**Objective:** Put every line of the material below into a JSON list of strings, one string per line, skipping blank lines and leaving out the pictures.

**Dataset content:**
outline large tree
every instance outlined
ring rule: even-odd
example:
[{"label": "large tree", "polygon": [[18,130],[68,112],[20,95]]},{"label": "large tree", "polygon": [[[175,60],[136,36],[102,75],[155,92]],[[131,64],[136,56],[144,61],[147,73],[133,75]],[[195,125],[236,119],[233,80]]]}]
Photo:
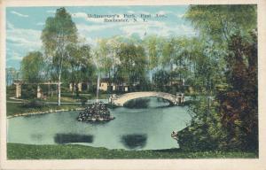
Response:
[{"label": "large tree", "polygon": [[51,65],[51,71],[58,80],[58,104],[60,105],[61,76],[67,61],[66,47],[77,42],[77,28],[65,8],[58,9],[54,17],[46,19],[41,38],[44,54]]},{"label": "large tree", "polygon": [[45,76],[43,56],[39,51],[29,52],[21,61],[22,78],[27,82],[43,81]]},{"label": "large tree", "polygon": [[198,28],[204,44],[202,55],[195,59],[196,73],[206,75],[202,81],[216,90],[211,104],[201,96],[191,106],[191,125],[179,133],[181,148],[255,151],[256,6],[192,5],[185,17]]}]

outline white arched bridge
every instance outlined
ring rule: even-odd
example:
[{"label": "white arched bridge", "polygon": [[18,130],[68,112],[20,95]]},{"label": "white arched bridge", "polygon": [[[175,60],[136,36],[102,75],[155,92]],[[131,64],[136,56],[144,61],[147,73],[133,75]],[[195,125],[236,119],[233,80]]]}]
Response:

**Result:**
[
  "outline large tree",
  "every instance outlined",
  "ring rule: even-odd",
  "example:",
  "[{\"label\": \"large tree\", \"polygon\": [[18,130],[68,112],[20,95]]},{\"label\": \"large tree\", \"polygon\": [[[175,60],[136,36],[102,75],[155,92]],[[131,64],[136,56],[144,61],[147,73],[133,75]],[[195,125],[236,119],[233,80]]]}]",
  "Photo:",
  "Response:",
  "[{\"label\": \"large tree\", \"polygon\": [[51,65],[51,71],[58,80],[58,104],[60,105],[61,76],[67,61],[66,47],[77,42],[77,28],[65,8],[58,9],[54,17],[46,19],[41,38],[44,54]]},{\"label\": \"large tree\", \"polygon\": [[45,76],[43,56],[39,51],[29,52],[21,61],[22,78],[27,82],[43,81]]},{\"label\": \"large tree\", \"polygon\": [[198,28],[204,44],[202,55],[195,59],[196,73],[206,75],[202,81],[216,90],[211,104],[201,96],[191,106],[191,125],[179,133],[181,148],[255,151],[256,6],[192,5],[185,17]]}]",
  "outline white arched bridge",
  "every instance outlined",
  "ring rule: even-odd",
  "example:",
  "[{\"label\": \"white arched bridge\", \"polygon\": [[18,130],[68,112],[20,95]]},{\"label\": \"white arched bridge\", \"polygon\": [[[175,60],[136,36],[102,75],[155,92]],[[131,64],[136,56],[144,61],[147,73],[133,75]],[[195,125],[236,119],[233,80]]]}]",
  "Response:"
]